### ENTRIES SHOWN
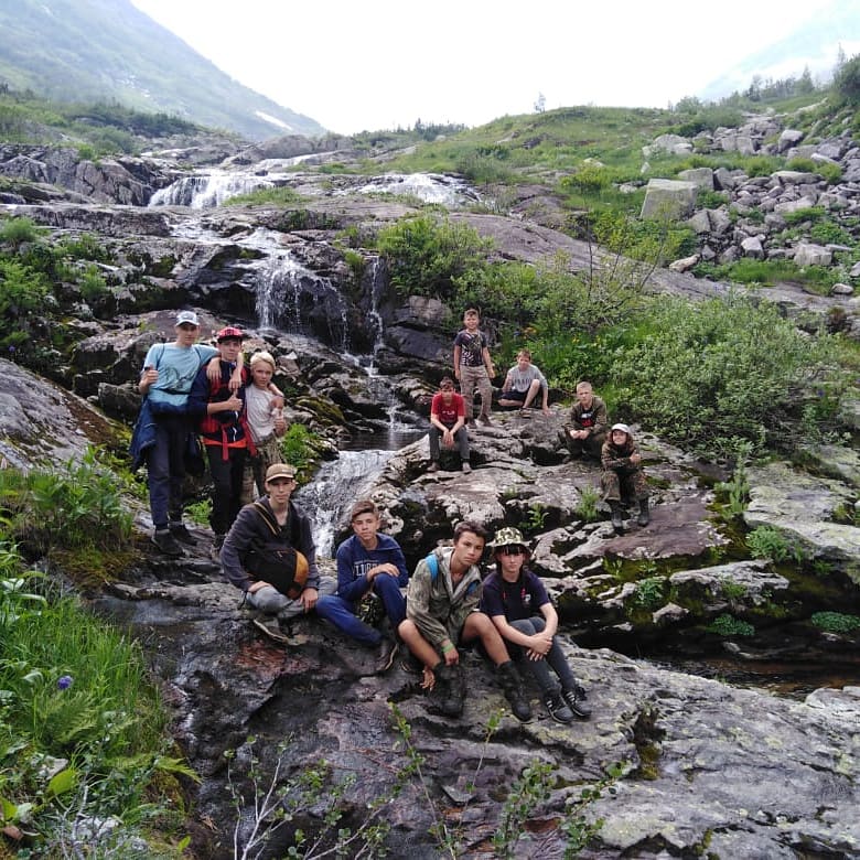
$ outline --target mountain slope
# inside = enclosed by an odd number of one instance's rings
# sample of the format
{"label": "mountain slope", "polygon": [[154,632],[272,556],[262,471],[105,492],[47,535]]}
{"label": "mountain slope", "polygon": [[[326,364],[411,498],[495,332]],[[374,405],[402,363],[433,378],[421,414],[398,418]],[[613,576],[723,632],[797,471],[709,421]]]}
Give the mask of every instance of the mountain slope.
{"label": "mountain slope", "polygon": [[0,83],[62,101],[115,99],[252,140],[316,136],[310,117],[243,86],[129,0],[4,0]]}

* * *

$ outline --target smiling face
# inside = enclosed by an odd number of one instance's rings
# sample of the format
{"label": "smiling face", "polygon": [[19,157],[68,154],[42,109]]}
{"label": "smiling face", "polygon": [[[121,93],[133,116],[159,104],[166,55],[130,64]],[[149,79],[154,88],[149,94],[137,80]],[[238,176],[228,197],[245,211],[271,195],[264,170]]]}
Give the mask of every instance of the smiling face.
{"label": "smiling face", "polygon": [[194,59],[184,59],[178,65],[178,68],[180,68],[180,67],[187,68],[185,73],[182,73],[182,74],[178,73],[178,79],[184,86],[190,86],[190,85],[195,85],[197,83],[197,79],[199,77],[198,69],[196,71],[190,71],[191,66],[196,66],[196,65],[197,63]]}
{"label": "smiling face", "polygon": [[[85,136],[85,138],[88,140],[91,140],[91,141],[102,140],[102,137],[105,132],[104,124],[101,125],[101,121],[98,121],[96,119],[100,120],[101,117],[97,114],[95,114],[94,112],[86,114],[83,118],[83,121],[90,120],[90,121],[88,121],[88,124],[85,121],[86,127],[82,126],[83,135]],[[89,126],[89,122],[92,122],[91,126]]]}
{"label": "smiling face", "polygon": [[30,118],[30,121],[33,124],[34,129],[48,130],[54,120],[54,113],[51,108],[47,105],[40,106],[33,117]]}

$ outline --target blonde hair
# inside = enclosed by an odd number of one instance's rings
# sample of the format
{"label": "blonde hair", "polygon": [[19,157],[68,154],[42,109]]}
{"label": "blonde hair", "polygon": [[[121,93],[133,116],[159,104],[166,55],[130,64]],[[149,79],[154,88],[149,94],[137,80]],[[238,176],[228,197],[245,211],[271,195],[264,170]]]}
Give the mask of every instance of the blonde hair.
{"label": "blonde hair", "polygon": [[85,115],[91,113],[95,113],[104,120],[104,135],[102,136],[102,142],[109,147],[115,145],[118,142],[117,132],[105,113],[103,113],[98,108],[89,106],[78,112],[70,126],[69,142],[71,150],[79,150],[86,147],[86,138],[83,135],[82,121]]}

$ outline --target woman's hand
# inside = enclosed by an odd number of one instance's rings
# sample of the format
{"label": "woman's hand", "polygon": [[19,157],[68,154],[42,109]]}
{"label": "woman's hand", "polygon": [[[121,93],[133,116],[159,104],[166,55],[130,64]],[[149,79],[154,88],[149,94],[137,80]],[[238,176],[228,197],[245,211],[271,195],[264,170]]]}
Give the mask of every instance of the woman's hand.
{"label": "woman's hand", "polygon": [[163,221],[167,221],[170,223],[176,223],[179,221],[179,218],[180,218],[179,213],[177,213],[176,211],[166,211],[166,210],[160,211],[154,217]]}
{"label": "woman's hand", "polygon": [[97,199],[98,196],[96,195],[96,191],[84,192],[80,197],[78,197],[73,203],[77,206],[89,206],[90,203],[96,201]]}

### EXERCISE DETAILS
How many lines of the material above contain the string "mask"? Reply with the number alone.

### COMPLETED EXERCISE
4